### Challenge
Each line of the material below should be reproduced exactly.

### Records provided
────────────────────────────────────────

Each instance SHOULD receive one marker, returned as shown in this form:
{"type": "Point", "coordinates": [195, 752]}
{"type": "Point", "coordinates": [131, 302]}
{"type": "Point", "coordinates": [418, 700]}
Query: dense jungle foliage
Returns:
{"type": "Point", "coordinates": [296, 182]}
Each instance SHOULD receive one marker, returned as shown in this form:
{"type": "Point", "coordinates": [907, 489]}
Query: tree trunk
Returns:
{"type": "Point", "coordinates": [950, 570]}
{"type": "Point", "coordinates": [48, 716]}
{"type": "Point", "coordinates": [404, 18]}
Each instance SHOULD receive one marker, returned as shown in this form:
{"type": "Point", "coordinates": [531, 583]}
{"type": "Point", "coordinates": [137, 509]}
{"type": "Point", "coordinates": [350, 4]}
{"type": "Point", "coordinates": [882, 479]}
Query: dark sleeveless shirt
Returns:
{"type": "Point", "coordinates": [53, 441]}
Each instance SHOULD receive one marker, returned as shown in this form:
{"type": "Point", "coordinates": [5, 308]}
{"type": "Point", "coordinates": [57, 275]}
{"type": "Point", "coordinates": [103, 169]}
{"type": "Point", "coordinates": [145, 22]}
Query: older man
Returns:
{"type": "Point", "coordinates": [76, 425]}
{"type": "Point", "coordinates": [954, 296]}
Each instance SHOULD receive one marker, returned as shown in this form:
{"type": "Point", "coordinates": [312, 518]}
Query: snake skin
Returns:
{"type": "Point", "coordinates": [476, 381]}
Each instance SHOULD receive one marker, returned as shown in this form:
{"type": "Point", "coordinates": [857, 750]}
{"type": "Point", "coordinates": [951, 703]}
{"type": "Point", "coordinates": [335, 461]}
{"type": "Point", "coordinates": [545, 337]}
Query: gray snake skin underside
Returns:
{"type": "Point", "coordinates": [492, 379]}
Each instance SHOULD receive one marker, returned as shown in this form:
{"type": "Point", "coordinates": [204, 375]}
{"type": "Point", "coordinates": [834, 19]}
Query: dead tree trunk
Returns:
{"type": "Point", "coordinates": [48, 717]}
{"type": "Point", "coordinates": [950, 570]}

────────────────────────────────────────

### Solution
Each instance SHOULD receive one marker, returned as shown in this form:
{"type": "Point", "coordinates": [195, 752]}
{"type": "Point", "coordinates": [131, 302]}
{"type": "Point", "coordinates": [418, 700]}
Query: dense jungle foliage
Returns:
{"type": "Point", "coordinates": [296, 182]}
Each instance SHOULD receive one marker, returned as shown in this form:
{"type": "Point", "coordinates": [907, 489]}
Query: tree trunk
Returns:
{"type": "Point", "coordinates": [950, 570]}
{"type": "Point", "coordinates": [48, 716]}
{"type": "Point", "coordinates": [404, 18]}
Each instance SHOULD receive one marker, returned as shown in this form:
{"type": "Point", "coordinates": [531, 583]}
{"type": "Point", "coordinates": [137, 509]}
{"type": "Point", "coordinates": [350, 4]}
{"type": "Point", "coordinates": [882, 479]}
Query: dark sleeveless shirt
Returns:
{"type": "Point", "coordinates": [53, 441]}
Each instance SHOULD receive one marker, returned as shown in this form:
{"type": "Point", "coordinates": [5, 308]}
{"type": "Point", "coordinates": [57, 275]}
{"type": "Point", "coordinates": [103, 169]}
{"type": "Point", "coordinates": [145, 22]}
Query: older man
Returns:
{"type": "Point", "coordinates": [76, 425]}
{"type": "Point", "coordinates": [954, 296]}
Each instance SHOULD receive one marker, returned as shown in this form:
{"type": "Point", "coordinates": [312, 518]}
Query: snake skin
Returns:
{"type": "Point", "coordinates": [476, 381]}
Each instance SHOULD receive one marker, returned as shown in this form:
{"type": "Point", "coordinates": [857, 750]}
{"type": "Point", "coordinates": [951, 703]}
{"type": "Point", "coordinates": [335, 461]}
{"type": "Point", "coordinates": [545, 337]}
Query: gray snake skin underside
Returns:
{"type": "Point", "coordinates": [492, 379]}
Each instance SHOULD receive one marker, returned as shown in this form:
{"type": "Point", "coordinates": [204, 375]}
{"type": "Point", "coordinates": [834, 19]}
Query: dead tree trunk
Returns:
{"type": "Point", "coordinates": [48, 717]}
{"type": "Point", "coordinates": [950, 570]}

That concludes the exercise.